### Assignment
The string "with" appears in some lines of the entries that follow; copy each such line.

### Records from a data collection
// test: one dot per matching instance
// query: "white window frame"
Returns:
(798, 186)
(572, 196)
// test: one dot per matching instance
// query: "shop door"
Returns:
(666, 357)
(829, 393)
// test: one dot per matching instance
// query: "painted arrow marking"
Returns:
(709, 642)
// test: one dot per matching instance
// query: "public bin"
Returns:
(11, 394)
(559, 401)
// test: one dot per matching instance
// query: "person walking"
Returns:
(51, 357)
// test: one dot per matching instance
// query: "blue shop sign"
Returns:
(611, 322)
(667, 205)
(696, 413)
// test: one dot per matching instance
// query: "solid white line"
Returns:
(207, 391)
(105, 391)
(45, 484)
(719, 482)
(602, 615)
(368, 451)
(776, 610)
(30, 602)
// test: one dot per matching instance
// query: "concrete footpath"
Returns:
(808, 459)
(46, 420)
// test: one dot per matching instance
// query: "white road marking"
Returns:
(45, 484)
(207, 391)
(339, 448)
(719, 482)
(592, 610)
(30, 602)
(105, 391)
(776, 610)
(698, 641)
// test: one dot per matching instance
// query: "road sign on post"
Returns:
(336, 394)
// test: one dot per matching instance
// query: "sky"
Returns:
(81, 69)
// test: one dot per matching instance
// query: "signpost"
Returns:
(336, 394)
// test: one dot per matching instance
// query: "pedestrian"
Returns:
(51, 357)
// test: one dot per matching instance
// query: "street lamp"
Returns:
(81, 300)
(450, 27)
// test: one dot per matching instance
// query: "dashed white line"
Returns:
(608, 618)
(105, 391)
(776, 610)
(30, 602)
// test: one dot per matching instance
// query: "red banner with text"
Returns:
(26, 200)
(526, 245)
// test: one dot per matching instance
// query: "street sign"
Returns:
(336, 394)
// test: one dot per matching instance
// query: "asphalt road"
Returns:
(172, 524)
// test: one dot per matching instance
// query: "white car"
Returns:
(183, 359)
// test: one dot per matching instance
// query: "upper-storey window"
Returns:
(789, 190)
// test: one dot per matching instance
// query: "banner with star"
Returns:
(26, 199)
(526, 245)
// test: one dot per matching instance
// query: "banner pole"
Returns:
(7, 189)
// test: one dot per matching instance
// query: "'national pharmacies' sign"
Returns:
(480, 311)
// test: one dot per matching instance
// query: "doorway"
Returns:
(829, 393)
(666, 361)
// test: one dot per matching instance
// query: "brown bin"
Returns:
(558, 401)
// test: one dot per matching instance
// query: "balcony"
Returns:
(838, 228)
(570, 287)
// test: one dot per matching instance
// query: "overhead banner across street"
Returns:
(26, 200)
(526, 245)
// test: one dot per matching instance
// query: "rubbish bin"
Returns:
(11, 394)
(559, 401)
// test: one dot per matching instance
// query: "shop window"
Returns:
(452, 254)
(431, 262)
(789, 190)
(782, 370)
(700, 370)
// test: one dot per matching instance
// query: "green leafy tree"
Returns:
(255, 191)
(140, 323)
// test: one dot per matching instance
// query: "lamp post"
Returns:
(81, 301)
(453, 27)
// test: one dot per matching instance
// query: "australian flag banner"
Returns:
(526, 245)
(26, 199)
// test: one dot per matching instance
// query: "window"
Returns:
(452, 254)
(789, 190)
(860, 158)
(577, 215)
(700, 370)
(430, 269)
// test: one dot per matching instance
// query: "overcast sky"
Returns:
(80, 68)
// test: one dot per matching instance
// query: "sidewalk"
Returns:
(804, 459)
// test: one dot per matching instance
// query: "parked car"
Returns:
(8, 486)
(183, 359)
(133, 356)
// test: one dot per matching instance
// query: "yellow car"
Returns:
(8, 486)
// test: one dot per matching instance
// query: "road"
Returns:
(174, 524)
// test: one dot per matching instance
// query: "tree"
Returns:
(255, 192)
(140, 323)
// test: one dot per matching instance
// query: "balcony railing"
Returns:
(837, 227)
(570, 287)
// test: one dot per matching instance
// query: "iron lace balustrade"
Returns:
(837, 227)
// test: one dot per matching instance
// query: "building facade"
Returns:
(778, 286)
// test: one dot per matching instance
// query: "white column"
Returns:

### Solution to the exercise
// query: "red banner with text"
// query: "banner with star"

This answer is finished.